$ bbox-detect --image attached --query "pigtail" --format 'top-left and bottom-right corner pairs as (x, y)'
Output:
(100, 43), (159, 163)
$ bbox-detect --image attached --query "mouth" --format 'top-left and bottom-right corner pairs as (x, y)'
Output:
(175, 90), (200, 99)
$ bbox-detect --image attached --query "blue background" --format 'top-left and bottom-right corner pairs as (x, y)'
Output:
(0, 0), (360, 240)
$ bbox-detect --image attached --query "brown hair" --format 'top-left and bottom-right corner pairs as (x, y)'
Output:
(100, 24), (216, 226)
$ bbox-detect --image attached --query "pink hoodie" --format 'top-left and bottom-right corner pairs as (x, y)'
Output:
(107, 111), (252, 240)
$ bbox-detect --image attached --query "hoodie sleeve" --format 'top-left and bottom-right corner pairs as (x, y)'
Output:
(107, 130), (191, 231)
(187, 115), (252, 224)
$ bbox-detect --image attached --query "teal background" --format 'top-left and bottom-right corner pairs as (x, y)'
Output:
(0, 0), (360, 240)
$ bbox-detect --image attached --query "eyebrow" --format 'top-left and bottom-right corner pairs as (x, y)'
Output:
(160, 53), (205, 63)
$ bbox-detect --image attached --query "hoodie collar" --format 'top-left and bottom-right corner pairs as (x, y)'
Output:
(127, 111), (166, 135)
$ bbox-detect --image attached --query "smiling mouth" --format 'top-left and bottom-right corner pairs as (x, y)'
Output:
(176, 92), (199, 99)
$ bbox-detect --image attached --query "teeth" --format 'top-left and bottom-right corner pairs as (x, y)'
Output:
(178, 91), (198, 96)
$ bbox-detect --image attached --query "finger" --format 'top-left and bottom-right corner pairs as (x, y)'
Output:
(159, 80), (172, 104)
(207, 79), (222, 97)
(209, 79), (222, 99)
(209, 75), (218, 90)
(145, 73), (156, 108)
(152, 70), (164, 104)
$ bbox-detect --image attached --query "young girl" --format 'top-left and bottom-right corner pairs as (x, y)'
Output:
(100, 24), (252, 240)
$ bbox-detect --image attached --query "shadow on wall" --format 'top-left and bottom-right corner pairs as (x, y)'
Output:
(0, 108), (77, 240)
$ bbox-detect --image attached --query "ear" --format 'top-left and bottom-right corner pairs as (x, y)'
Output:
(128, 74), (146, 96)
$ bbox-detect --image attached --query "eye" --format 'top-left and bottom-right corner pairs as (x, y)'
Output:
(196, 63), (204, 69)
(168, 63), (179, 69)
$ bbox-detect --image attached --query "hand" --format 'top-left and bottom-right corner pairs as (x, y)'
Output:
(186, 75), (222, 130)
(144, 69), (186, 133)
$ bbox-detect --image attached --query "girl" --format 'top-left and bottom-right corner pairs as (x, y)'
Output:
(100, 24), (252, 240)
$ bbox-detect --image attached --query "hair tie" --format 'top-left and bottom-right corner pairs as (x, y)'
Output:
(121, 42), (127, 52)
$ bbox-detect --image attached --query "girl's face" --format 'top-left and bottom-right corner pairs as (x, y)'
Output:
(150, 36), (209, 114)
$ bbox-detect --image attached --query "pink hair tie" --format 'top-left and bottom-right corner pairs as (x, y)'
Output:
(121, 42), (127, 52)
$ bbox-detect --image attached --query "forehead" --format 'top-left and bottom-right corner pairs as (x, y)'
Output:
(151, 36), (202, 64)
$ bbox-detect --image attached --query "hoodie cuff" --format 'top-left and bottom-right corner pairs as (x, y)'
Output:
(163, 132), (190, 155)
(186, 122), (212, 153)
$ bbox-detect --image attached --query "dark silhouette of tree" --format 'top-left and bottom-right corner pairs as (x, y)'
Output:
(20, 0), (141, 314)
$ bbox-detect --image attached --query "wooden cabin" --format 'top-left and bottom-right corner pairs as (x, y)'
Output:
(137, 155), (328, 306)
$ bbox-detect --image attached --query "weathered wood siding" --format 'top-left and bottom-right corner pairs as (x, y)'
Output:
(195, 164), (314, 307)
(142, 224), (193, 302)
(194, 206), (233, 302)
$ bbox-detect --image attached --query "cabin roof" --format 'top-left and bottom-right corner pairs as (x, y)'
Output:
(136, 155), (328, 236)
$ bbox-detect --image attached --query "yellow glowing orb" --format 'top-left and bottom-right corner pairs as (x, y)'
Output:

_ _ _ _

** The request **
Shift every bounding-box coordinate by adding 92 to it, and write out all the lines in the stretch from the start of the entries above through the line containing "(107, 111), (252, 240)". Include each line in that stretch.

** Answer to the exercise **
$ bbox-detect --image attached --query "pigtail" --format 'top-left and bottom-right corner pairs as (x, y)'
Output:
(192, 135), (251, 255)
$ bbox-detect --image attached --query "mouth" --format 'top-left and bottom-right corner pairs as (x, y)'
Output:
(267, 182), (292, 191)
$ bbox-detect --image attached --query "blue background" --format 'top-left and bottom-right corner pairs as (x, y)'
Output:
(92, 92), (452, 332)
$ bbox-detect --image attached --query "brown hair" --format 'top-left and bottom-right corner pairs as (x, y)'
Output:
(192, 116), (308, 318)
$ bbox-detect --image attached --query "pink hoodie" --format 'top-left and bottom-right corner pairs as (x, y)'
Output:
(199, 203), (344, 332)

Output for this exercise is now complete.